**TASK MATERIAL**
######

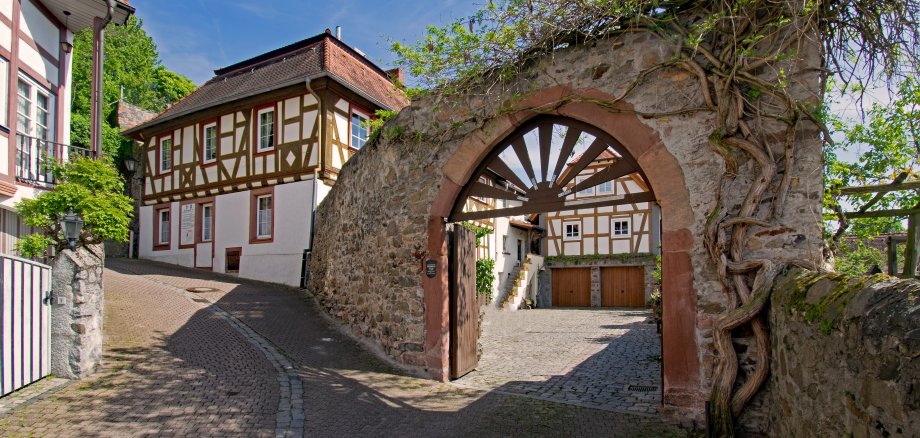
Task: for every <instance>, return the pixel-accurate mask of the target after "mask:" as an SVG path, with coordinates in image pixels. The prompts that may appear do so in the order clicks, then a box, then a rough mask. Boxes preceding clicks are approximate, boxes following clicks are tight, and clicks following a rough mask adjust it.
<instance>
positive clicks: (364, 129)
mask: <svg viewBox="0 0 920 438" xmlns="http://www.w3.org/2000/svg"><path fill="white" fill-rule="evenodd" d="M365 143H367V117H365V116H364V115H363V114H359V113H355V112H353V113H351V145H350V146H351V147H353V148H355V149H361V148H362V147H363V146H364V144H365Z"/></svg>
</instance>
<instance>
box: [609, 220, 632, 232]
mask: <svg viewBox="0 0 920 438" xmlns="http://www.w3.org/2000/svg"><path fill="white" fill-rule="evenodd" d="M610 230H611V233H612V234H613V235H614V236H628V235H629V219H613V220H612V221H611V222H610Z"/></svg>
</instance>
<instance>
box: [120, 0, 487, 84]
mask: <svg viewBox="0 0 920 438" xmlns="http://www.w3.org/2000/svg"><path fill="white" fill-rule="evenodd" d="M131 4H132V5H133V6H134V7H135V8H137V16H138V17H140V18H141V19H142V20H143V22H144V24H143V26H144V29H145V30H146V31H147V33H148V34H150V35H151V36H152V37H153V40H154V41H155V42H156V43H157V47H158V48H159V51H160V56H161V58H162V59H163V63H164V64H165V65H166V67H167V68H169V69H170V70H173V71H176V72H178V73H181V74H183V75H186V76H188V77H189V78H191V79H192V81H194V82H195V83H196V84H201V83H203V82H204V81H207V80H208V79H210V78H211V77H212V76H214V72H213V70H214V69H216V68H219V67H223V66H227V65H230V64H233V63H236V62H238V61H242V60H244V59H247V58H251V57H253V56H256V55H259V54H261V53H265V52H267V51H270V50H272V49H276V48H278V47H282V46H284V45H287V44H290V43H293V42H296V41H300V40H302V39H304V38H309V37H311V36H313V35H316V34H318V33H320V32H323V31H324V30H325V29H326V28H330V29H333V30H335V26H336V25H338V26H342V40H344V41H345V43H347V44H349V45H350V46H352V47H356V48H358V49H360V50H361V51H362V52H364V53H366V54H367V56H368V58H369V59H370V60H372V61H374V62H376V63H378V64H379V65H381V66H382V67H385V68H387V67H390V66H391V65H392V60H393V57H392V55H391V54H390V53H389V51H388V50H387V47H388V46H389V44H388V42H387V41H388V40H387V38H392V39H394V40H397V41H405V42H414V41H417V40H418V39H419V38H421V37H422V36H423V35H424V33H425V27H426V26H428V25H431V24H443V23H445V22H447V21H449V20H451V19H452V18H455V17H466V16H469V15H471V14H472V13H473V12H474V11H475V10H476V9H478V5H480V4H481V1H475V2H474V1H469V0H467V1H464V0H447V1H434V2H432V1H425V0H393V1H381V0H377V1H366V0H336V1H328V2H320V1H296V0H261V1H258V0H131Z"/></svg>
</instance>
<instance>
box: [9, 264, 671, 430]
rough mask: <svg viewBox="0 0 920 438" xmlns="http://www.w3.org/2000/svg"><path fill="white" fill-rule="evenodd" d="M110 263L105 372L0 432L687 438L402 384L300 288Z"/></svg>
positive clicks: (605, 416) (63, 392)
mask: <svg viewBox="0 0 920 438" xmlns="http://www.w3.org/2000/svg"><path fill="white" fill-rule="evenodd" d="M107 264H108V269H107V270H106V277H105V281H106V318H107V319H106V323H105V330H106V351H107V352H106V357H105V365H104V367H103V369H102V370H101V372H100V373H99V374H97V375H96V376H94V377H92V378H90V379H87V380H84V381H81V382H75V383H71V384H67V385H64V386H63V387H62V389H58V390H57V392H55V393H53V394H51V395H50V396H47V397H44V398H41V399H38V400H34V401H32V402H29V403H25V404H22V405H21V406H20V407H18V408H12V411H10V412H8V413H6V414H4V413H2V412H0V436H46V435H55V436H143V435H156V436H273V435H281V434H285V435H300V433H301V430H302V431H303V435H304V436H311V437H312V436H330V437H332V436H400V437H402V436H408V437H414V436H420V437H422V436H425V437H427V436H471V435H473V436H484V437H491V436H594V437H602V436H624V437H625V436H628V437H633V436H636V437H642V436H645V437H659V436H685V435H686V433H685V432H683V431H681V430H680V429H678V428H676V427H674V426H672V425H669V424H666V423H663V422H662V421H661V420H659V419H658V418H657V417H655V416H649V415H631V414H624V413H618V412H610V411H603V410H598V409H591V408H586V407H583V406H575V405H572V404H564V403H556V402H552V401H547V400H541V399H537V398H532V397H522V396H519V395H509V394H507V393H505V392H504V391H495V390H492V391H489V390H481V389H476V388H470V387H465V386H461V385H456V384H450V383H439V382H434V381H430V380H425V379H418V378H414V377H408V376H405V375H401V374H400V373H398V372H396V371H394V370H393V369H391V368H390V367H388V366H387V365H385V364H384V363H383V362H382V361H380V360H379V359H377V358H376V357H375V356H373V355H371V354H369V353H367V352H366V351H365V350H364V349H362V348H361V347H360V346H359V345H358V344H356V343H355V342H353V341H351V340H350V339H349V338H347V337H345V336H343V335H342V334H340V332H339V331H338V330H337V329H336V328H334V327H331V326H330V324H328V323H327V322H326V320H325V319H324V318H322V317H321V316H320V314H319V310H318V309H317V306H316V305H315V304H314V303H313V302H312V301H311V300H309V299H304V297H303V296H302V295H301V294H300V292H299V291H297V290H295V289H290V288H285V287H281V286H273V285H268V284H264V283H259V282H251V281H245V280H237V279H236V278H233V277H228V276H223V275H219V274H212V273H207V272H201V271H195V270H190V269H184V268H177V267H173V266H168V265H163V264H157V263H150V262H145V261H141V262H138V261H129V260H109V261H107ZM186 288H211V289H213V291H204V292H198V293H189V292H186V291H185V289H186ZM279 357H280V358H279ZM288 367H289V368H288ZM298 393H299V395H300V399H301V400H300V401H298V397H297V396H298ZM19 396H20V393H15V394H13V395H11V396H10V397H14V398H15V397H19ZM286 400H287V403H286V402H285V401H286ZM285 409H289V411H285ZM299 421H300V422H302V423H298V422H299ZM299 424H302V425H303V429H299V428H298V427H297V426H298V425H299Z"/></svg>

######

**WORK ITEM**
Please repeat the records above word for word, and do not include the pictures.

**TASK RESPONSE**
Task: for every <instance>, return the pixel-accurate mask of the target after "mask:" as an SVG path, with coordinates in image pixels. The prompts that may appear do so in the order clicks, then a box, then a rough mask. Boxes preceding clicks are approximate, boxes following clicks are tight, and clicks following a rough mask adjust it.
<instance>
positive clicks: (364, 129)
mask: <svg viewBox="0 0 920 438" xmlns="http://www.w3.org/2000/svg"><path fill="white" fill-rule="evenodd" d="M365 143H367V117H365V116H364V115H363V114H359V113H355V112H353V113H351V145H350V146H351V147H353V148H355V149H361V148H362V147H363V146H364V144H365Z"/></svg>
</instance>
<instance>
box: [609, 220, 632, 232]
mask: <svg viewBox="0 0 920 438" xmlns="http://www.w3.org/2000/svg"><path fill="white" fill-rule="evenodd" d="M610 230H611V233H612V234H613V235H614V236H628V235H629V219H613V220H612V221H611V222H610Z"/></svg>
</instance>
<instance>
box: [120, 0, 487, 84]
mask: <svg viewBox="0 0 920 438" xmlns="http://www.w3.org/2000/svg"><path fill="white" fill-rule="evenodd" d="M131 4H132V5H133V6H134V7H135V8H137V16H138V17H140V18H141V19H142V20H143V22H144V24H143V26H144V29H145V30H146V31H147V33H148V34H150V35H151V36H152V37H153V40H154V41H155V42H156V43H157V47H158V48H159V51H160V56H161V58H162V59H163V63H164V64H165V65H166V67H167V68H169V69H170V70H173V71H176V72H178V73H181V74H183V75H186V76H188V77H189V78H191V79H192V81H194V82H195V83H196V84H201V83H203V82H204V81H207V80H208V79H210V78H211V77H212V76H214V72H213V70H214V69H216V68H219V67H223V66H227V65H230V64H233V63H236V62H238V61H242V60H244V59H247V58H251V57H253V56H256V55H259V54H261V53H265V52H267V51H270V50H272V49H276V48H278V47H282V46H284V45H287V44H290V43H293V42H296V41H300V40H302V39H304V38H309V37H311V36H313V35H316V34H318V33H320V32H323V31H324V30H325V29H326V28H330V29H333V30H335V26H336V25H338V26H342V40H344V41H345V43H347V44H349V45H350V46H352V47H356V48H358V49H360V50H361V51H362V52H364V53H366V54H367V56H368V58H369V59H370V60H372V61H374V62H376V63H378V64H379V65H381V66H382V67H385V68H387V67H390V66H391V65H392V60H393V57H392V55H391V54H390V53H389V51H388V50H387V47H388V46H389V44H388V42H387V41H388V40H387V38H392V39H394V40H397V41H405V42H414V41H417V40H418V39H419V38H421V37H422V36H423V35H424V33H425V27H426V26H428V25H431V24H443V23H445V22H447V21H449V20H451V19H452V18H455V17H466V16H469V15H471V14H472V13H473V12H474V11H475V10H476V9H478V5H480V4H481V1H475V2H474V1H469V0H467V1H464V0H447V1H434V2H432V1H425V0H393V1H381V0H377V1H366V0H336V1H328V2H320V1H296V0H261V1H258V0H131Z"/></svg>
</instance>
<instance>
box: [9, 264, 671, 430]
rough mask: <svg viewBox="0 0 920 438" xmlns="http://www.w3.org/2000/svg"><path fill="white" fill-rule="evenodd" d="M110 263L105 372L0 432L687 438L402 384L300 288Z"/></svg>
positive clicks: (605, 416) (63, 392)
mask: <svg viewBox="0 0 920 438" xmlns="http://www.w3.org/2000/svg"><path fill="white" fill-rule="evenodd" d="M107 264H108V269H107V270H106V277H105V281H106V318H107V319H106V323H105V330H106V351H107V352H106V357H105V365H104V367H103V369H102V370H101V372H100V373H99V374H97V375H96V376H94V377H92V378H90V379H87V380H84V381H81V382H75V383H71V384H67V385H64V386H63V387H62V389H58V390H57V392H55V393H53V394H51V395H50V396H47V397H44V398H41V399H38V400H34V401H32V402H29V403H25V404H22V405H21V406H20V407H18V408H12V411H10V412H8V413H6V414H4V413H2V412H0V436H46V435H55V436H143V435H156V436H273V435H281V434H285V435H300V433H301V430H302V431H303V435H304V436H311V437H312V436H330V437H332V436H400V437H402V436H408V437H414V436H420V437H422V436H425V437H427V436H471V435H473V436H484V437H491V436H594V437H602V436H624V437H625V436H628V437H633V436H636V437H642V436H645V437H659V436H685V435H686V433H685V432H683V431H681V430H680V429H678V428H676V427H674V426H672V425H669V424H666V423H663V422H662V421H661V420H659V419H658V418H657V417H655V416H649V415H631V414H624V413H618V412H610V411H603V410H598V409H591V408H586V407H583V406H575V405H572V404H564V403H556V402H552V401H547V400H541V399H537V398H532V397H522V396H519V395H509V394H507V393H505V392H504V391H495V390H492V391H489V390H481V389H476V388H470V387H465V386H461V385H456V384H450V383H439V382H434V381H430V380H425V379H418V378H414V377H408V376H405V375H401V374H400V373H398V372H396V371H394V370H393V369H391V368H390V367H388V366H387V365H385V364H384V363H383V362H382V361H380V360H379V359H377V358H376V357H375V356H373V355H371V354H369V353H367V352H366V351H365V350H364V349H362V348H361V347H360V346H359V345H358V344H356V343H355V342H353V341H351V340H350V339H349V338H347V337H345V336H343V335H342V334H340V332H339V331H338V330H337V329H336V328H334V327H331V326H330V324H328V323H327V322H326V320H325V319H324V318H322V317H321V316H320V314H319V310H318V309H317V306H316V305H315V304H314V303H313V302H312V301H311V300H309V299H304V297H303V296H302V295H301V294H300V292H299V291H297V290H295V289H290V288H285V287H281V286H273V285H268V284H264V283H259V282H251V281H245V280H237V279H236V278H233V277H228V276H223V275H219V274H212V273H207V272H201V271H195V270H190V269H184V268H177V267H173V266H168V265H163V264H157V263H150V262H145V261H141V262H138V261H129V260H109V261H107ZM186 288H211V289H213V291H204V292H198V293H189V292H186V291H185V289H186ZM279 357H280V358H279ZM288 367H289V368H288ZM298 393H299V395H300V399H301V400H300V401H298V397H297V396H298ZM19 396H20V393H15V394H13V395H11V396H10V397H14V398H15V397H19ZM286 400H287V403H286V402H285V401H286ZM285 409H289V411H285ZM299 421H300V422H302V423H298V422H299ZM299 424H302V425H303V429H299V428H298V427H297V426H298V425H299Z"/></svg>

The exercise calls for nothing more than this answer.